→ **Brief**
Return the listing exactly as it appears, but strip out the images.

┌────────

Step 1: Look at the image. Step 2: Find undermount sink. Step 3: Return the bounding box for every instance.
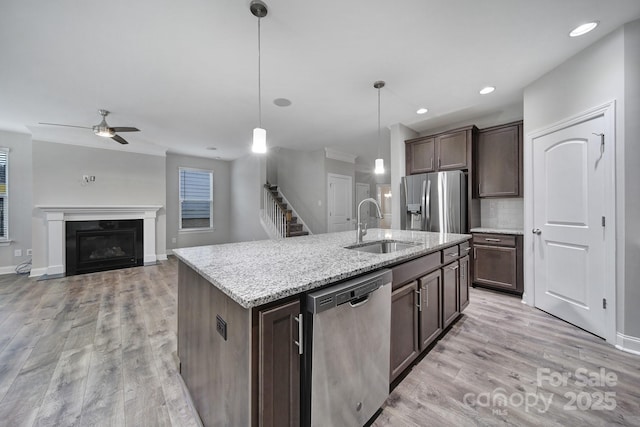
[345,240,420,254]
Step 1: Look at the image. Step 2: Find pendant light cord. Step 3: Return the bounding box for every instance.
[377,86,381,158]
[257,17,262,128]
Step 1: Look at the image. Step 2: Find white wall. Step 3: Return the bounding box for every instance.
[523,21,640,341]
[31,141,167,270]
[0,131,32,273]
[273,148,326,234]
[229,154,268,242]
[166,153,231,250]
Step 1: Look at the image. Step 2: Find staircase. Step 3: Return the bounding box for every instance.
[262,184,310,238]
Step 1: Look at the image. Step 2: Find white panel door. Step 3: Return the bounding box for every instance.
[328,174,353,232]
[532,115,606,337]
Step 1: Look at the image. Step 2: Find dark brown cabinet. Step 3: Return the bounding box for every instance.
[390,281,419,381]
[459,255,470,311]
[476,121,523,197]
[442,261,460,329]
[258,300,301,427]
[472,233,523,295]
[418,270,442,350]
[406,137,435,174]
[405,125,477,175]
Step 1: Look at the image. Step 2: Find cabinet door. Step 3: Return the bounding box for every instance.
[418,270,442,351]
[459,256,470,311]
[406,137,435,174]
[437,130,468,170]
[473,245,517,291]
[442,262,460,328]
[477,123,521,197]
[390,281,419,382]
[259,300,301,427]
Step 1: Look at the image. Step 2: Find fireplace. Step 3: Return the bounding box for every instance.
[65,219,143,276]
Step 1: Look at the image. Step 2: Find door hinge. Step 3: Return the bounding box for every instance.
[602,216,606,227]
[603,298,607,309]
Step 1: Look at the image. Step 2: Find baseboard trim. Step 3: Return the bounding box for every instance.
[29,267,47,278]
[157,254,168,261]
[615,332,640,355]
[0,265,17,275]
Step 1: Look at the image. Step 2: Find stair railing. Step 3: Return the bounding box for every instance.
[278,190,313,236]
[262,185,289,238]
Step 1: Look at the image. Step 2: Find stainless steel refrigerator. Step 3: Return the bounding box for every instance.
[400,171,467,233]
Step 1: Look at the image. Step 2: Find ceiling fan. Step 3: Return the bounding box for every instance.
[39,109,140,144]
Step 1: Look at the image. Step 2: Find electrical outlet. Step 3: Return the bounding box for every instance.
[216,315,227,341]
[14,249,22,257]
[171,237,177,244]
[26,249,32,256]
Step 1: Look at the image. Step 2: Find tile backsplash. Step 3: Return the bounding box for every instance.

└────────

→ **Answer to this problem**
Step 1: Look at the image. Step 2: Find undermount sink. Step 3: Return the bounding box for every instance.
[345,240,420,254]
Step 1: Look at the image. Step 2: Find pendant light cord. Step 3: Return the bounding box for every instance.
[377,86,381,158]
[257,17,262,128]
Step 1: Look at the image. Step 2: Find white wall. Step 3: Return the bounding box for every instance.
[523,21,640,341]
[31,141,167,270]
[0,131,32,273]
[273,148,326,234]
[229,154,268,242]
[166,153,231,250]
Step 1: Look at the image. Step 2: Find staircase. Step 3: Return the bounding box for every instance.
[262,184,310,238]
Step 1: Look at the image. Step 2: Find white panel door. Step 3: Return the bounding box for every instance.
[328,174,353,232]
[532,115,606,337]
Step 1: Look at the image. Step 2: Find dark brown cabinet. Step 3: Return the bounding box for every instance.
[390,281,419,381]
[459,255,470,311]
[476,121,523,197]
[442,261,460,329]
[258,300,301,427]
[472,233,523,295]
[418,270,442,350]
[406,137,435,174]
[405,125,477,175]
Step 1: Look at the image. Step 2: Find cabinet door. Step 3: Return the bounding box for every instance.
[418,270,442,351]
[459,256,470,311]
[406,137,435,174]
[437,130,468,170]
[473,245,517,291]
[442,262,460,328]
[477,123,521,197]
[390,281,419,382]
[259,300,301,427]
Step 1: Look at the image. Step 2: Find fireplace. Step 3: Return the bounding box for every instance.
[65,219,143,276]
Step 1: Look at the image. Step 2: Find door hinge. Step 3: Return the bounding box for every instance.
[602,216,606,227]
[603,298,607,309]
Step 1: Look at the image. Step 2: Find baseboard trim. Step 3: Return the bounding box for every instance.
[29,267,47,278]
[157,254,168,261]
[615,332,640,355]
[0,265,17,275]
Step 1: Look at the image. Step 2: Find stair railing. Step 3: Return the bounding box for every instance.
[278,190,313,236]
[262,185,289,238]
Step 1: Look at the image. Step 2: Find stainless steel refrigerator. Step 3: Return the bounding box for every instance.
[400,171,467,233]
Step 1: Look at the image. Step 2: Find ceiling fan. Step 3: Return the bounding box for every instance.
[39,109,140,144]
Step 1: Look at the image. Step 2: Find electrical outlet. Step 3: Return the bounding box for every instance.
[216,315,227,341]
[14,249,22,257]
[171,237,177,244]
[26,249,32,256]
Step 1: Look at the image. Step 2: Find tile backsplash. Step 3: Return the bounding box for every instance.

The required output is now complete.